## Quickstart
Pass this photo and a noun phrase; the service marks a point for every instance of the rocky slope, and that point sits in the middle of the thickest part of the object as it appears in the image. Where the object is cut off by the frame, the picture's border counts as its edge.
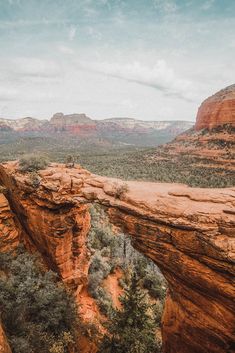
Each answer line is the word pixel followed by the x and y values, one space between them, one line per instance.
pixel 217 110
pixel 188 233
pixel 210 145
pixel 8 229
pixel 4 346
pixel 116 130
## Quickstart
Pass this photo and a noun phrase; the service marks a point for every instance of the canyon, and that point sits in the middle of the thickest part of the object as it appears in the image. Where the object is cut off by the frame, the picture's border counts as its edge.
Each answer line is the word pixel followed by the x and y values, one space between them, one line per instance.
pixel 187 232
pixel 217 110
pixel 84 130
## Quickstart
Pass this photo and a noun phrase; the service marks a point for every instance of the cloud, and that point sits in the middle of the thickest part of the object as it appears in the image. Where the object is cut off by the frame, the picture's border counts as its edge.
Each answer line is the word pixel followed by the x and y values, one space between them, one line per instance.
pixel 167 6
pixel 207 5
pixel 34 67
pixel 8 94
pixel 72 33
pixel 160 76
pixel 65 49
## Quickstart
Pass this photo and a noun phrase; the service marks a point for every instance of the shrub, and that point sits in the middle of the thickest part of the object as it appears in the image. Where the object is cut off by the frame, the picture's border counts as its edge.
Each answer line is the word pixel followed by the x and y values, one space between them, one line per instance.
pixel 2 189
pixel 34 179
pixel 37 312
pixel 32 163
pixel 120 190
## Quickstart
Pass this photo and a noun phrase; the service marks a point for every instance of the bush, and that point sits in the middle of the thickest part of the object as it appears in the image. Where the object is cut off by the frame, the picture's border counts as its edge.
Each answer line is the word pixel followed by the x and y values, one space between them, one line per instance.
pixel 2 189
pixel 120 190
pixel 37 312
pixel 32 163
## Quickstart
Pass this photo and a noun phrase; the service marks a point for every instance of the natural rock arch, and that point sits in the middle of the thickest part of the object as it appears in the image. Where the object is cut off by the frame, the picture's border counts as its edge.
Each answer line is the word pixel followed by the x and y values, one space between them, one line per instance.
pixel 187 232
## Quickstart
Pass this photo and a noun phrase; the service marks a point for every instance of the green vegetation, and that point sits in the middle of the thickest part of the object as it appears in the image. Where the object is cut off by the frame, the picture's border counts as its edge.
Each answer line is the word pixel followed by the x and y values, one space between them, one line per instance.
pixel 129 162
pixel 111 251
pixel 131 329
pixel 120 190
pixel 32 163
pixel 38 314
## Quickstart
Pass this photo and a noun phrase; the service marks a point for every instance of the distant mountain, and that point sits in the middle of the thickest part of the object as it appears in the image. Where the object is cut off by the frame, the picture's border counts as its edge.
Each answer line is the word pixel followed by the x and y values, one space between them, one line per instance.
pixel 114 131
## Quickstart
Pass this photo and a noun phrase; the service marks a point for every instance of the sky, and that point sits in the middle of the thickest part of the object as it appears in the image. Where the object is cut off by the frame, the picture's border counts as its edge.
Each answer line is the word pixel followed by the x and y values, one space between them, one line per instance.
pixel 146 59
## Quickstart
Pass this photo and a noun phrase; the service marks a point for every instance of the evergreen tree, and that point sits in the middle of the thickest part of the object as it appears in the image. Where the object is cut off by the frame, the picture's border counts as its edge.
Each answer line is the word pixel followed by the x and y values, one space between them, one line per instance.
pixel 131 329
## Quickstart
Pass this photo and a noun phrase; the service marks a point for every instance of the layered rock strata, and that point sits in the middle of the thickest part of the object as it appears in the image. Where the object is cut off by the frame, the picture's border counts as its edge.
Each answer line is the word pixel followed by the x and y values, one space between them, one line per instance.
pixel 217 110
pixel 189 233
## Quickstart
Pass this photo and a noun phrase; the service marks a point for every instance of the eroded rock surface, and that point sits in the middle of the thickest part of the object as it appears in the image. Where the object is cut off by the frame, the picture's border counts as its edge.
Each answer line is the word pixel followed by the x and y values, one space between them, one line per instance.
pixel 217 110
pixel 9 234
pixel 189 233
pixel 4 346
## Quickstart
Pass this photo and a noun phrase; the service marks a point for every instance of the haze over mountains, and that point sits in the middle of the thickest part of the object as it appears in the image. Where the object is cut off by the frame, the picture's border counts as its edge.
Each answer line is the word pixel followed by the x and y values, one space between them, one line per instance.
pixel 114 131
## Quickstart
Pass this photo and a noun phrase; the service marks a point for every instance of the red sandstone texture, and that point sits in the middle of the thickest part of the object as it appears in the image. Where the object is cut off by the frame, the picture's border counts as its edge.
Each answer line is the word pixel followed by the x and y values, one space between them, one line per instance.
pixel 4 346
pixel 217 110
pixel 9 234
pixel 188 232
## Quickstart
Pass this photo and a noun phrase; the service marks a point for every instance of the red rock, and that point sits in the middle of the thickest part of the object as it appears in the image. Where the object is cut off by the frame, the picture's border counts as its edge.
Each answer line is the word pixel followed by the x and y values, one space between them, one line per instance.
pixel 217 110
pixel 9 234
pixel 187 232
pixel 4 346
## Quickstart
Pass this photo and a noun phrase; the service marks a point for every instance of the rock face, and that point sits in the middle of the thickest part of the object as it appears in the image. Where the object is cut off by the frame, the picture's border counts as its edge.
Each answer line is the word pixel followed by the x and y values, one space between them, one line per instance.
pixel 9 234
pixel 188 233
pixel 54 224
pixel 217 110
pixel 4 346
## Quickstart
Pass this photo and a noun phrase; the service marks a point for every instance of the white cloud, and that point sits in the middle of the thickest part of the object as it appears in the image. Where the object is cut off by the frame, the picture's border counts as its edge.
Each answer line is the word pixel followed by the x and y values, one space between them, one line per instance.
pixel 207 5
pixel 167 6
pixel 28 66
pixel 160 76
pixel 65 49
pixel 72 33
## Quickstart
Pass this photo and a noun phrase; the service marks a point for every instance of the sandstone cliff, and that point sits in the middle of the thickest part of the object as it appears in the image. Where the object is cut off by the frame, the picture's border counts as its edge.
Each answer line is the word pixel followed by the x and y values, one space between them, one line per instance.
pixel 217 110
pixel 9 233
pixel 188 233
pixel 4 346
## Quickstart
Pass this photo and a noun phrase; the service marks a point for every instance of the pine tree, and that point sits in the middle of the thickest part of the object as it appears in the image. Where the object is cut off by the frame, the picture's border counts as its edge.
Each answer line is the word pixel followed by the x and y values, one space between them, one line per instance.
pixel 131 329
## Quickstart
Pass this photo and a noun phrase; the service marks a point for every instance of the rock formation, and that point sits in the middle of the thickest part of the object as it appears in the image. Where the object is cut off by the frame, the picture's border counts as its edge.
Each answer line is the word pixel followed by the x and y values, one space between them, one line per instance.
pixel 9 234
pixel 188 233
pixel 4 346
pixel 217 110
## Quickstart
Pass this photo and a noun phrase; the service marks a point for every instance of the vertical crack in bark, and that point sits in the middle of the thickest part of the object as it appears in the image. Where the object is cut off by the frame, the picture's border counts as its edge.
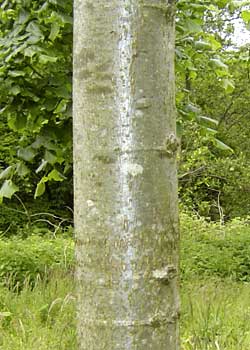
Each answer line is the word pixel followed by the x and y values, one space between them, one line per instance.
pixel 124 102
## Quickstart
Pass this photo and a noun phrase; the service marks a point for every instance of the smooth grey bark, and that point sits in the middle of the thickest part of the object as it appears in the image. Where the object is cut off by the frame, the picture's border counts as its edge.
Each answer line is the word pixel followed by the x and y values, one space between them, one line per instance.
pixel 126 219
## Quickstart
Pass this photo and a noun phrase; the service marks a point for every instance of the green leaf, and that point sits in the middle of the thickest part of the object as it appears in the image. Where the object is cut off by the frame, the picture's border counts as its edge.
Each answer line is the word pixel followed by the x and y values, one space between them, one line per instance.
pixel 221 145
pixel 245 16
pixel 44 59
pixel 218 63
pixel 7 173
pixel 33 28
pixel 26 153
pixel 22 169
pixel 55 175
pixel 62 105
pixel 202 45
pixel 40 188
pixel 228 85
pixel 8 189
pixel 50 157
pixel 207 120
pixel 16 73
pixel 42 166
pixel 55 29
pixel 191 25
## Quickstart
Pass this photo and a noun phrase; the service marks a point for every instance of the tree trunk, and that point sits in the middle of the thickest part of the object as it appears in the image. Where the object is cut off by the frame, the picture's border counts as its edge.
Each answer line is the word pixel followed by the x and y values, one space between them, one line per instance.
pixel 126 219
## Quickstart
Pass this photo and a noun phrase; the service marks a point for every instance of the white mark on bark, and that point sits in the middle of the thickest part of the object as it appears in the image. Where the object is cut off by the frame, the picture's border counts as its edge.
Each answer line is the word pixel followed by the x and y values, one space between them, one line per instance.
pixel 124 102
pixel 134 169
pixel 90 203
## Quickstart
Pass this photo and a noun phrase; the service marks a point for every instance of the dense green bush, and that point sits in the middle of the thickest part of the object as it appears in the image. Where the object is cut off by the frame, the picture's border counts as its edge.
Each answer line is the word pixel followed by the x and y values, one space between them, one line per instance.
pixel 210 249
pixel 207 249
pixel 25 260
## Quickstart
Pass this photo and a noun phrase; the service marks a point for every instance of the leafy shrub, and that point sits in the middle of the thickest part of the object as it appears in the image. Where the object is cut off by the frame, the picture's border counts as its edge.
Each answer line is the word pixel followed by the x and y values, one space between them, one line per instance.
pixel 24 260
pixel 214 250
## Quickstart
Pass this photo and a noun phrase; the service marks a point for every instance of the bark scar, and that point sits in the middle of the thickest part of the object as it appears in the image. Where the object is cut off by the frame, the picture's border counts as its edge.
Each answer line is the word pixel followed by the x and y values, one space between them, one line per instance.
pixel 166 274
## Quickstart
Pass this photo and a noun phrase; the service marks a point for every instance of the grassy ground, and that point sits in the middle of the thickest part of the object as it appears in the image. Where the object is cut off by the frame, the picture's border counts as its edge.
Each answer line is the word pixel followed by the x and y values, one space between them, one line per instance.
pixel 215 315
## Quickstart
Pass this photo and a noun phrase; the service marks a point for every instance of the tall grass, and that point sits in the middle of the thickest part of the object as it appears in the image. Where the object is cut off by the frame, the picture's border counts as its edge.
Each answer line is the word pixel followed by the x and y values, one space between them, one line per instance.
pixel 215 315
pixel 39 318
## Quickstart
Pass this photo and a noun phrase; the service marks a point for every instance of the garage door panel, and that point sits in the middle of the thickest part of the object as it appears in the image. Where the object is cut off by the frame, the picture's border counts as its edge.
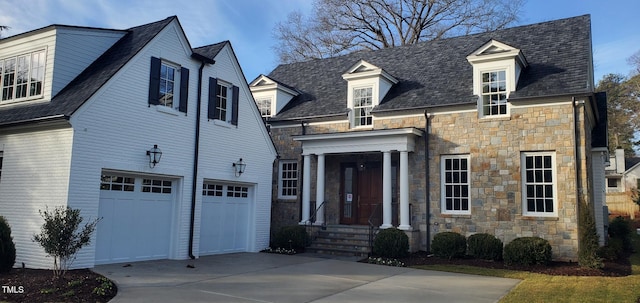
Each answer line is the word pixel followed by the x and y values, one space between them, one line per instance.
pixel 224 218
pixel 136 225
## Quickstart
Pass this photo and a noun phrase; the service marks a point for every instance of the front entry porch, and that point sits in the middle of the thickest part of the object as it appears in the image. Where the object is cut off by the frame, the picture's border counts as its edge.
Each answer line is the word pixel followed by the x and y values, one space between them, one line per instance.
pixel 373 173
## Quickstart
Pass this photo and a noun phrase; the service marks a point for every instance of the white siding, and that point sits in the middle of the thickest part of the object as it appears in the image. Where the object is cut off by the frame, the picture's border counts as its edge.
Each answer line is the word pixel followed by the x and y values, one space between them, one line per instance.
pixel 117 126
pixel 35 175
pixel 220 146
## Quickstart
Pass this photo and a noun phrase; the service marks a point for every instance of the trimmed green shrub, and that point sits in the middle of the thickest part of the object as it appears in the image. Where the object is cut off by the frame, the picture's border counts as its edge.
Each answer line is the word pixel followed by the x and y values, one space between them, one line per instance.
pixel 7 247
pixel 588 239
pixel 613 251
pixel 485 246
pixel 291 237
pixel 449 245
pixel 620 228
pixel 527 251
pixel 391 243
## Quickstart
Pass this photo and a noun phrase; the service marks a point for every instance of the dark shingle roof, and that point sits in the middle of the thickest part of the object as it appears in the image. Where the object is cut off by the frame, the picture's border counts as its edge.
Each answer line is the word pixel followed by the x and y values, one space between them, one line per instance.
pixel 79 90
pixel 210 51
pixel 437 72
pixel 629 163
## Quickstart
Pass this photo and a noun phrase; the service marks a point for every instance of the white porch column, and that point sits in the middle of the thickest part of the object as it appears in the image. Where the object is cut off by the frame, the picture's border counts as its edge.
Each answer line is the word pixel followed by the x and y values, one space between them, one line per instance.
pixel 306 188
pixel 320 191
pixel 404 191
pixel 386 190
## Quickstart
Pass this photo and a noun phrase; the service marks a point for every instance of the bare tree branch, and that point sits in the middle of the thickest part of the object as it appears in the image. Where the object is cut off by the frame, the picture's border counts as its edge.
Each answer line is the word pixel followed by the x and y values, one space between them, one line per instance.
pixel 337 27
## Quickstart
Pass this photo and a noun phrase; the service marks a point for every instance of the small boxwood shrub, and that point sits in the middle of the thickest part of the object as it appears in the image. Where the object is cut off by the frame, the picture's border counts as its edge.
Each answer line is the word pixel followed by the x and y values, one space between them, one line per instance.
pixel 527 251
pixel 7 247
pixel 449 245
pixel 391 243
pixel 485 246
pixel 291 237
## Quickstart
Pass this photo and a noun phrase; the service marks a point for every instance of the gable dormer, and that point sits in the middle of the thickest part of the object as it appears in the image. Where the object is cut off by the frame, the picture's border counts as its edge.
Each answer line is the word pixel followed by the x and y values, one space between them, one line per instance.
pixel 496 71
pixel 367 85
pixel 270 96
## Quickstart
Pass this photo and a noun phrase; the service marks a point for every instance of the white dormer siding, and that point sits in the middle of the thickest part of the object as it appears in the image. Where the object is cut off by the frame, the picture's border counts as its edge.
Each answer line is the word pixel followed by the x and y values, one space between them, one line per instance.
pixel 69 49
pixel 365 82
pixel 263 88
pixel 496 71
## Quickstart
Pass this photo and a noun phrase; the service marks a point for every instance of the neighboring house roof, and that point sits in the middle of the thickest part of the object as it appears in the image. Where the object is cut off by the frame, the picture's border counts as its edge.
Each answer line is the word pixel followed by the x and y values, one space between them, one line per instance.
pixel 437 73
pixel 89 81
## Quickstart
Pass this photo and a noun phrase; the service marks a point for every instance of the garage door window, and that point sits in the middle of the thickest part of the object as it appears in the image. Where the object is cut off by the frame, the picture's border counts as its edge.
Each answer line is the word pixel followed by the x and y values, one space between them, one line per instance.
pixel 237 191
pixel 117 183
pixel 212 190
pixel 156 186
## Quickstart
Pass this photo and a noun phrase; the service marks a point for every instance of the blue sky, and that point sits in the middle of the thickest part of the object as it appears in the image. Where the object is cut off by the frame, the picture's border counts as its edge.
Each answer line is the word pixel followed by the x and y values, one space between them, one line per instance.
pixel 249 24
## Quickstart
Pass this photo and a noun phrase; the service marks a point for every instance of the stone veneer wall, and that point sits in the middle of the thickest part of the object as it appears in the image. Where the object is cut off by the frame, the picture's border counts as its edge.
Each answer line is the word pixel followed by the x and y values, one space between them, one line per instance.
pixel 495 147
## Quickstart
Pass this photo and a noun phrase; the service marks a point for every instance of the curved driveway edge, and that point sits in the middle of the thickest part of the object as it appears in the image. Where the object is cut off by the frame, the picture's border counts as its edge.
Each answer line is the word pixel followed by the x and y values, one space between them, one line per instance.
pixel 262 277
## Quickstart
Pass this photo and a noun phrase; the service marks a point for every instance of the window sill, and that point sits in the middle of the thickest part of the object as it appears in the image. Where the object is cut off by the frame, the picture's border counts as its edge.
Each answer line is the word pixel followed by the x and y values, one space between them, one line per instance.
pixel 448 215
pixel 222 123
pixel 494 118
pixel 167 110
pixel 537 218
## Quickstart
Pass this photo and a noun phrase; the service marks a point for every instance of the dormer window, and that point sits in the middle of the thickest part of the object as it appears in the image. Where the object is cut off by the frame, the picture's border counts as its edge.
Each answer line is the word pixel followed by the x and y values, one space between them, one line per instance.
pixel 494 93
pixel 496 70
pixel 21 76
pixel 367 85
pixel 362 106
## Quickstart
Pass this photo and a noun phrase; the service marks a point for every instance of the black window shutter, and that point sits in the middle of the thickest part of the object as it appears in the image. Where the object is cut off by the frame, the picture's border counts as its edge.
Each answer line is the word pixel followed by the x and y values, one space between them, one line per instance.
pixel 213 89
pixel 234 106
pixel 184 89
pixel 154 82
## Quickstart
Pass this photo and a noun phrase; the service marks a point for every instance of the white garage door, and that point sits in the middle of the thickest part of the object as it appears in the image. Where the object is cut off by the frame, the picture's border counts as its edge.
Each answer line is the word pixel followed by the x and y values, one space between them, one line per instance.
pixel 136 218
pixel 225 218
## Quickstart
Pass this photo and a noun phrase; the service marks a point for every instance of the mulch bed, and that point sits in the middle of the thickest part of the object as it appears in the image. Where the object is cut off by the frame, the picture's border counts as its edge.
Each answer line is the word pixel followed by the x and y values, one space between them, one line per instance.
pixel 39 285
pixel 619 268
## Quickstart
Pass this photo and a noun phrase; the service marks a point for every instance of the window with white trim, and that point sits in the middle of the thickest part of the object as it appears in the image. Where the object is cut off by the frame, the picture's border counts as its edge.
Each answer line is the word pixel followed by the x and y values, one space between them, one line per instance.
pixel 362 106
pixel 539 184
pixel 168 85
pixel 22 76
pixel 494 93
pixel 264 105
pixel 288 180
pixel 156 186
pixel 455 184
pixel 237 191
pixel 117 183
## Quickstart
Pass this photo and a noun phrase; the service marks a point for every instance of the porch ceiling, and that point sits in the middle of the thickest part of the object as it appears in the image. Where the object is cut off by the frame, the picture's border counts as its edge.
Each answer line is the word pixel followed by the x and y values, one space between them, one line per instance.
pixel 402 139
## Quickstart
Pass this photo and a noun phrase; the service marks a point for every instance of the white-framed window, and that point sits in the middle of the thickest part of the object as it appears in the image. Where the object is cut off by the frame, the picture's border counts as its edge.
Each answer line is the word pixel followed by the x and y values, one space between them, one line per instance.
pixel 288 179
pixel 1 158
pixel 156 186
pixel 362 106
pixel 455 184
pixel 22 76
pixel 539 184
pixel 117 183
pixel 237 191
pixel 168 78
pixel 223 102
pixel 209 189
pixel 494 93
pixel 264 105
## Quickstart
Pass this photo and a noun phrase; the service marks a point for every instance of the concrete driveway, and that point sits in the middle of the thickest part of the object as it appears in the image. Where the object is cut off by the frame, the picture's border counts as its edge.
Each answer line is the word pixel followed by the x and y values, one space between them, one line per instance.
pixel 262 277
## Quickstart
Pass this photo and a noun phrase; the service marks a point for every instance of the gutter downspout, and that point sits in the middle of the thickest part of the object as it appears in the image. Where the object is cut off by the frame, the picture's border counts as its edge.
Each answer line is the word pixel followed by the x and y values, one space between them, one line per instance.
pixel 204 61
pixel 427 184
pixel 576 138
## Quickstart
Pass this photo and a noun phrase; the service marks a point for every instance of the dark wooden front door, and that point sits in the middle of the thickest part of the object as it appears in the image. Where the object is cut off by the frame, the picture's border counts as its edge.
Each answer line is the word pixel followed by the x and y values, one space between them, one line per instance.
pixel 361 194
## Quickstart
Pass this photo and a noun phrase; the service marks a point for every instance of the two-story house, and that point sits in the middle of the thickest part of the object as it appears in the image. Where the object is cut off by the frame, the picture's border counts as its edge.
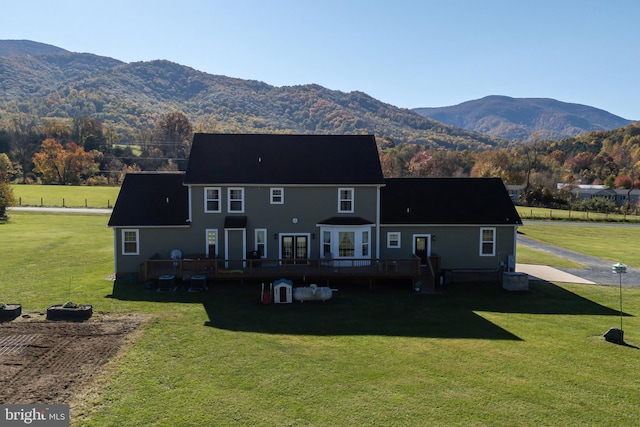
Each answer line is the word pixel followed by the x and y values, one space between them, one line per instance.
pixel 248 205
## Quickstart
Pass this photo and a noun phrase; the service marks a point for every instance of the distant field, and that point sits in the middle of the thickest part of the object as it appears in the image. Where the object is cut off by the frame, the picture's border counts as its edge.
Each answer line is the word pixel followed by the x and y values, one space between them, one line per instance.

- - -

* What you have to do: Pull out every line of the listing that contains the string "roof".

* Worked answer:
Pass this photo and a noun phrase; the service marks a point for every instance of the dark shingle roof, and that point sits in the middle of the thickest part of the object as it appears in the image. Where the object is cut off by the frame, the picture's border counts as its edge.
Pass this photo and a noun phrase; the service marks a point for every instance of the neighboring house roof, and that point sits in the middle of the thickest part of the object as it appears in the image. Where the object is cut off by the frame, the picture's border counts as its edge.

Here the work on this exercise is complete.